Collect every line of the material below that contains the string "bounding", and treat uppercase and lowercase letters as distinct.
===== Data provided =====
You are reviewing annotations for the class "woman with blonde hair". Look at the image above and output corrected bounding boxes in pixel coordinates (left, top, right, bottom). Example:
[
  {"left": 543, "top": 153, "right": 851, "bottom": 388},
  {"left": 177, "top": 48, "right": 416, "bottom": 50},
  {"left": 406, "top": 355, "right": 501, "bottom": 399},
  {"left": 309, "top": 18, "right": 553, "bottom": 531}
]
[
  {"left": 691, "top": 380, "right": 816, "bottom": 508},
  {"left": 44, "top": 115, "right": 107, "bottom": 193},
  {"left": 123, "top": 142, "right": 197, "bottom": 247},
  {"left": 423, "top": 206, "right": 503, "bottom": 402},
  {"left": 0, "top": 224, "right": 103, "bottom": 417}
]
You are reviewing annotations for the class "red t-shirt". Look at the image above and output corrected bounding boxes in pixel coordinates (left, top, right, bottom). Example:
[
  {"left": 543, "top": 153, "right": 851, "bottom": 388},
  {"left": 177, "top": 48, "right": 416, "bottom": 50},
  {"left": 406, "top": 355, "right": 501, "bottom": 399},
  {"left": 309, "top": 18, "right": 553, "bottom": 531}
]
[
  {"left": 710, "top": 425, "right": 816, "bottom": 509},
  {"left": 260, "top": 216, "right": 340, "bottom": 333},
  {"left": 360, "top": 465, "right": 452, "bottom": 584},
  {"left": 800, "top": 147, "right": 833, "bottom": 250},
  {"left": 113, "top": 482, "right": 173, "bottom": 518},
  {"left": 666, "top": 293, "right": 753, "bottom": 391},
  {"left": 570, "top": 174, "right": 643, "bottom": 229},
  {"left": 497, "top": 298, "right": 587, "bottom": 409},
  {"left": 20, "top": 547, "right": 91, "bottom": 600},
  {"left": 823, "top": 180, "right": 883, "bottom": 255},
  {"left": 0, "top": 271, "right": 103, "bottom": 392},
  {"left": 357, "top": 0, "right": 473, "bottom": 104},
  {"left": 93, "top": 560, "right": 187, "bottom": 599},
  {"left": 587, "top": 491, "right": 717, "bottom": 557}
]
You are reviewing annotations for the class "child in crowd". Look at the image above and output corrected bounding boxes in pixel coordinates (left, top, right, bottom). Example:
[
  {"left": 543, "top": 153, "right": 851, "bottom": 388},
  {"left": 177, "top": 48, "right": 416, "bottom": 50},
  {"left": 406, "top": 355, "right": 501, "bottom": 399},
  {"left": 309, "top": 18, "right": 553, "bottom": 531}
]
=====
*Output for this task*:
You are reviewing annotations for the class "woman with blonde hair". Look at the image above and output corrected bounding boxes in pixel coordinates (left, top, right, bottom). Example:
You are reviewing annotations for the class "red t-shirt". Look at the image above and output corrected bounding boxes in pixel coordinates (left, top, right, bottom). Example:
You are reviewing annotations for the class "child in crowd". Look at the image above and output corrected bounding boxes in pixel coordinates (left, top, right, bottom). Example:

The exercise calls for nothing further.